### EXCERTO DO TEXTO

Os árbitros de futebol profissional perderam a melhor oportunidade das suas vidas para se afirmarem enquanto classe. (Duarte Gomes)



"OS ÁRBITROS DE FUTEBOL PROFISSIONAL NÃO SABEM, MAS ACABARAM DE COMETER UM DOS MAIORES SUICÍDIOS COLETIVOS DE QUE HÁ MEMÓRIA." - DUARTE GOMES

Antigo árbitro internacional opina sobre a greve dos árbitros

O processo em torno desta “greve que não era bem greve” ou deste recuo no “pedido de dispensa que afinal só será daqui a vinte dias se”… é tão mau que, por muito que se queira defender o que quer que seja, não se consegue. Não se pode. E mais importante do que tudo, não se deve.

Comecemos pelo começo.

Há umas semanas, a APAF tornou público um comunicado que dava conta de uma possível intenção de greve por parte dos árbitros. Na altura, não se percebeu bem o motivo, a forma e o conteúdo: as coisas não estavam péssimas (estavam apenas más, como de costume), a jornada nem tinha corrido bem em termos de arbitragem e a coisa era apontada não para o imediato mas mais para a frente. A alegada paragem ocorreria, em exclusivo, na Taça da Liga (como se os clubes em questão não fossem os mesmos que competem na Primeira e Segunda Liga) e apenas no final de Novembro e Dezembro (com umas apitadelas pelo meio). Foi tão feio que tudo se desmoronou em poucos minutos, com uma curtíssima reunião com quem manda e meras palavras de circunstância para atenuar a dor.

Logo aí os árbitros deram dois tiros nos pés: o avanço público, impreparado e impulsivo para uma greve… e o recuo pouco depois, sem que nada de palpável, concreto ou razoável dali resultasse.

Na prática, tudo ficou na mesma à exceção da credibilidade da classe, que perdeu pontos aos olhos de tudo e todos.

Poucas semanas depois, o ambiente geral ficou, de facto, insustentável. E apenas alguém muito incapaz discordará da ideia que o futebol profissional bateu mesmo no fundo: as máquinas de propaganda florescem a um ritmo alucinante, numa guerrilha tripartida que ninguém pára nem consegue travar.


Eles dizem e fazem o que querem, como querem e onde querem. Tudo na maior das impunidades. Tudo sob o manto sagrado da “defesa pela verdade desportiva” que, se não desse vontade de chorar, quase daria vontade de rir.

Entre algumas acusações pertinentes (que podem e devem ser investigadas a fundo), são atirados para a fogueira nomes de pessoas, dados inócuos e paletes de nada ou de poucochinho. Hoje em dia, vale tudo, mas mesmo tudo para confundir, denegrir e levantar suspeitas.

Todos sabemos que estratégias moram por detrás de cada uma dessas manobras. E todos sabemos o que as motiva.

Mas o problema maior deste enorme problema é o resultado final que produz: o fosso entre três e todos os outros é cada vez maior, o foco passa a ser o jogo jogado fora das quatro linhas (que se lixem jogadores e treinadores) e tudo isso tende a distanciar destas paragens, potenciais patrocinadores e investidores, porque ninguém inteligente quer colar-se a um espetáculo tão deprimente como aquele a que temos assistido nas últimas semanas.

### EXERCÍCIO PROPOSTO
Prolonga o artigo de opinião sobre a greve dos árbitros, a partir da última frase apresentada. O material que vem a seguir não tem relação com o texto.

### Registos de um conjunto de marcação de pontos
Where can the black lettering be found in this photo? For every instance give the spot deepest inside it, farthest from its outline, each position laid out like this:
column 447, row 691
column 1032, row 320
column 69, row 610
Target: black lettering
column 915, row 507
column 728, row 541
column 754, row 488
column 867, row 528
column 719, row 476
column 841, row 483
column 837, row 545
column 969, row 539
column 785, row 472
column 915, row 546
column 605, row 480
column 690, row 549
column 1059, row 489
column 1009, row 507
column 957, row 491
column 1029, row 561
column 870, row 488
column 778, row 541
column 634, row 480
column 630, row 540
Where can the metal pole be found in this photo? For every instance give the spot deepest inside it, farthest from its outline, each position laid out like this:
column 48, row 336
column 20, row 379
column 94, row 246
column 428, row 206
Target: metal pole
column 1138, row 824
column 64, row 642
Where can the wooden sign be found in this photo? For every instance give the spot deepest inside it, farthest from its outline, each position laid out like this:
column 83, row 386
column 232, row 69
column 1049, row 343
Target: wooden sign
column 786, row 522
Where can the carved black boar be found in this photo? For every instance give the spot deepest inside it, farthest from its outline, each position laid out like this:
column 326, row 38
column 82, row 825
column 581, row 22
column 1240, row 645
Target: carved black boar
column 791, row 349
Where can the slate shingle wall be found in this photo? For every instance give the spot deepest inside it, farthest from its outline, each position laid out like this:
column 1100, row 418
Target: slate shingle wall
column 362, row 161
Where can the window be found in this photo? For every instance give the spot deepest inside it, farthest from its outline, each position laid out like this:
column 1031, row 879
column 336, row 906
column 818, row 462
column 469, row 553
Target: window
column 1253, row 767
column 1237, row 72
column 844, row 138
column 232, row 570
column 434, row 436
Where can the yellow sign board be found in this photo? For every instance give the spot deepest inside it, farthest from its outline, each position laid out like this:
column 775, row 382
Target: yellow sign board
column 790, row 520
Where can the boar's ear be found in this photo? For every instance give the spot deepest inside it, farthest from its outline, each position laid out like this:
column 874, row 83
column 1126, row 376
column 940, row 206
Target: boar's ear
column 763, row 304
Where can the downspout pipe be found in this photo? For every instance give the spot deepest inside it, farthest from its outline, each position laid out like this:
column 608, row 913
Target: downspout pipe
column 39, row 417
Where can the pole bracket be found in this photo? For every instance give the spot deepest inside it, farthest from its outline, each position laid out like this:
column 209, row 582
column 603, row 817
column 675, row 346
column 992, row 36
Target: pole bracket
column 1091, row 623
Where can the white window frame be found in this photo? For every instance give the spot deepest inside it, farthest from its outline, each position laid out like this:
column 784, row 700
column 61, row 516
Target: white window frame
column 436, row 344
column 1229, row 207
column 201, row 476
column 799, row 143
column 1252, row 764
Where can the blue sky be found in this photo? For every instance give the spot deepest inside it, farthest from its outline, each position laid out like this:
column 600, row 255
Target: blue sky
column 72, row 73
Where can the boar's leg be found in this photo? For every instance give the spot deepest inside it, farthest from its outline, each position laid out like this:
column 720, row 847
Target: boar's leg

### RESPOSTA CORRETA
Mas, para os árbitros, o pior mesmo é o vírus que liberta e contagia os adeptos. Os adeptos mais influenciáveis, que reproduzem-se maciçamente em climas como este.

No final do dia, todo aquele ódio resvala para cima dos árbitros e das suas famílias. As ameaças e intimidações quadriplicaram e a sofisticação do ataque também. Há mais emails, mais chamadas e mensagens, mais montras partidas e mais carros riscados. Há mais medo. Há muito mais terror.

Perante isto sim: greve!

E na passada 3F os árbitros disseram “chega”.

Não foi um CHEGA gritado com a raiva de quem se sente a explodir de razão. Foi um “chega” assim, muito tímido, quase que a pedir licença para entrar. Mas bem… foi um chega!

Daí até agora, a história é conhecida e classifica-se numa só palavra: vergonha!

Uma enorme vergonha!

Vejamos: os árbitros, fartos de serem associados a processos de corrupção e de serem citados como desonestos, meteram “dispensa” de atuação para este fim de semana. Não fizeram greve… meteram escusa invocando “motivos pessoais e falta de condições psicológicas”.

Esse foi o primeiro grande erro.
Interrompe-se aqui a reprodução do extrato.